AIM OF THE EXERCISE: From the rows below, copy out every line that contains the word "neck".

==== EXCERPTED DATA

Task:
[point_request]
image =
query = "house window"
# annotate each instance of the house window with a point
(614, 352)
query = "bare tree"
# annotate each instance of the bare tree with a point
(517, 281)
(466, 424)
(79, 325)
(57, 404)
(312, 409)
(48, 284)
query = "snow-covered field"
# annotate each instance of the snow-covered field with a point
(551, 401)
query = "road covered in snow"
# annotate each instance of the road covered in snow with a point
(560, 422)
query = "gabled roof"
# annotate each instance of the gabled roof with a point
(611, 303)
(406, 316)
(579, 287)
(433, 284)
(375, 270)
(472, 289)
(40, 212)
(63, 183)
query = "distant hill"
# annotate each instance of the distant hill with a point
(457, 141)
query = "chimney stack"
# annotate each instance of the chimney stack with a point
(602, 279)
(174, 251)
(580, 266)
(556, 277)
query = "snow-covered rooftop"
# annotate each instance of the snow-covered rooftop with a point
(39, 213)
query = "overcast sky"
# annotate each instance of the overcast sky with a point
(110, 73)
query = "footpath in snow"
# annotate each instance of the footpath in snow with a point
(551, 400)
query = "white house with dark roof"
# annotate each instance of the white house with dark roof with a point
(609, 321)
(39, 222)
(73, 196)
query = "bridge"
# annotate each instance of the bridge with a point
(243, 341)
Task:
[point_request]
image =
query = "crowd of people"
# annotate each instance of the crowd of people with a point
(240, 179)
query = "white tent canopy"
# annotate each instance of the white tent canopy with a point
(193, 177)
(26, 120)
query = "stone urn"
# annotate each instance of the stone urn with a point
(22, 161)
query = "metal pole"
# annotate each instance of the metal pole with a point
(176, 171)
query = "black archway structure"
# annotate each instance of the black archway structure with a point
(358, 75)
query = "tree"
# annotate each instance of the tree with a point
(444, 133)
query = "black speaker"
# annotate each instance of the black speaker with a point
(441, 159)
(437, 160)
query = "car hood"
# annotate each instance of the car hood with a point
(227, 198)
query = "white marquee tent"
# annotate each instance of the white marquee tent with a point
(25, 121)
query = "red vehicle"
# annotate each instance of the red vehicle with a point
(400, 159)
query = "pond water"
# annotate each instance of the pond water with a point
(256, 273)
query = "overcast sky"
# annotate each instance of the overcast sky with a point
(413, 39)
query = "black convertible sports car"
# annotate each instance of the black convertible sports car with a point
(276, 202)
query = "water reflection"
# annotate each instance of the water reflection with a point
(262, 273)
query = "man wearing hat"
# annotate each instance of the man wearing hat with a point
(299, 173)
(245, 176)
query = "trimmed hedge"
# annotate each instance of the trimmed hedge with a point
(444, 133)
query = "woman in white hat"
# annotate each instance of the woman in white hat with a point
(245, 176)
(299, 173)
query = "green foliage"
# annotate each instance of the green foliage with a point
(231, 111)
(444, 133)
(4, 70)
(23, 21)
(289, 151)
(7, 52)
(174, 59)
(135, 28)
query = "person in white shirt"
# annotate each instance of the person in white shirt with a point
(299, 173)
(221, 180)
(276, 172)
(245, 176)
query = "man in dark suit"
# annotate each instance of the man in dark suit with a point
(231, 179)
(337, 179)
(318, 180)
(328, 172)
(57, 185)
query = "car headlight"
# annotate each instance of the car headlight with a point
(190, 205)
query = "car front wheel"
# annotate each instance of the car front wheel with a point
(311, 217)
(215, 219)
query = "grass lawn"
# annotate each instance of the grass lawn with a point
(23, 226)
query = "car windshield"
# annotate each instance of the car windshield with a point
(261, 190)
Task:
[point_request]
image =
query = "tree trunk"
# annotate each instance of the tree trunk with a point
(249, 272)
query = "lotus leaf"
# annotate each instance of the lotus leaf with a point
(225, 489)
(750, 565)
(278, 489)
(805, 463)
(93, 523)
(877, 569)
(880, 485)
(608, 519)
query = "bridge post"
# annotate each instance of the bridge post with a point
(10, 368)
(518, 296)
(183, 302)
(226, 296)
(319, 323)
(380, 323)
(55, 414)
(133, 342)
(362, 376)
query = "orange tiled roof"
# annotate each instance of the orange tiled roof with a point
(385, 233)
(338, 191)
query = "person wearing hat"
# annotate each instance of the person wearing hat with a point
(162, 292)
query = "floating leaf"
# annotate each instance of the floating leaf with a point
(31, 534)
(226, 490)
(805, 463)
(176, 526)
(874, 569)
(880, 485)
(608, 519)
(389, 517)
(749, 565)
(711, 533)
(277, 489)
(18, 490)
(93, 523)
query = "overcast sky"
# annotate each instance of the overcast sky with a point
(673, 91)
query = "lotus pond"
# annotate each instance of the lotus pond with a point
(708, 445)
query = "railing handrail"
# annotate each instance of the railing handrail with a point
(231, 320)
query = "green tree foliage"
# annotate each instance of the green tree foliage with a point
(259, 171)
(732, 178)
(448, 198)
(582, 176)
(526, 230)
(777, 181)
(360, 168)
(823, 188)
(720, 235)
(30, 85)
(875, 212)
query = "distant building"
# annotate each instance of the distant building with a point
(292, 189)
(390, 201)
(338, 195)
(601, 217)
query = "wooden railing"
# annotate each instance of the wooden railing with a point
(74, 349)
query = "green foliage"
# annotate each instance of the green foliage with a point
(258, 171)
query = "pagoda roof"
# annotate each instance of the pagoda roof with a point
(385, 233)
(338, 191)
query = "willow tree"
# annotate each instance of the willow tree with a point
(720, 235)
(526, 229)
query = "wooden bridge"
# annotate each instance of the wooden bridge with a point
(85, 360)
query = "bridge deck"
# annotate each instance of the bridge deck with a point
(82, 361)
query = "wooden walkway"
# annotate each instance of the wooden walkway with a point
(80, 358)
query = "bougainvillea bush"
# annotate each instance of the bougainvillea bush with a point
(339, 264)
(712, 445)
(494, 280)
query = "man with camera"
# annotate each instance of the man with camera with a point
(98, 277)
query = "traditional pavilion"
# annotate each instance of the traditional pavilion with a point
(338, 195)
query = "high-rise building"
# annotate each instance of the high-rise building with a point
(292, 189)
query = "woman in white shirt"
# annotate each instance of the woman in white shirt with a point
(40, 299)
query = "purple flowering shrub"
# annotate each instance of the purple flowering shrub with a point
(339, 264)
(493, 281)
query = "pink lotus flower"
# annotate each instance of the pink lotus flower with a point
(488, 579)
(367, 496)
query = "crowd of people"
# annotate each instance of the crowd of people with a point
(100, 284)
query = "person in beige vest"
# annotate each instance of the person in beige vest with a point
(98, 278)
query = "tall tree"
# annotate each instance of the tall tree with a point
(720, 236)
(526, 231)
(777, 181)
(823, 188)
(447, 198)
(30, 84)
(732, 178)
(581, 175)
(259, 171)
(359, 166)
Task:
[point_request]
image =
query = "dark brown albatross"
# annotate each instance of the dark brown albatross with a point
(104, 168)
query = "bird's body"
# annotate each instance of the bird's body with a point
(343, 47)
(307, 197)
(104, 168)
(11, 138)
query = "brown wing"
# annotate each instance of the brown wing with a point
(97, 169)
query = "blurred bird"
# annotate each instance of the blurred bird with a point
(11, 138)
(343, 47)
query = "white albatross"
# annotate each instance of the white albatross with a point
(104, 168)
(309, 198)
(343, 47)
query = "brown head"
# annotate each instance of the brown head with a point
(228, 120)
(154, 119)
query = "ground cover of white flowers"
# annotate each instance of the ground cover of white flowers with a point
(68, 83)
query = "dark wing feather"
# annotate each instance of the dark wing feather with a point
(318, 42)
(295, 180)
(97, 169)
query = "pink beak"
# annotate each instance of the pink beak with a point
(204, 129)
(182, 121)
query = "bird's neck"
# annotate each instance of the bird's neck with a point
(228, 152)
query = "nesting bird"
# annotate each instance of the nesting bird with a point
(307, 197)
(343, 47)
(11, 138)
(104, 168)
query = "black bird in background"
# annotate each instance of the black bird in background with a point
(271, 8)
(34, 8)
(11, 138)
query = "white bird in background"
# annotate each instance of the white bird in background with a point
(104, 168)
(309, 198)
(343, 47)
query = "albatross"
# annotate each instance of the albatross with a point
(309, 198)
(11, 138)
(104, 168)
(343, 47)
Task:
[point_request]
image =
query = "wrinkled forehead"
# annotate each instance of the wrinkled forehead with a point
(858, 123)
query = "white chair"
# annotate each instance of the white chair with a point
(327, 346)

========

WRITTEN REPLY:
query = "bird's neck"
# annotate each instance of the bird's neck with a point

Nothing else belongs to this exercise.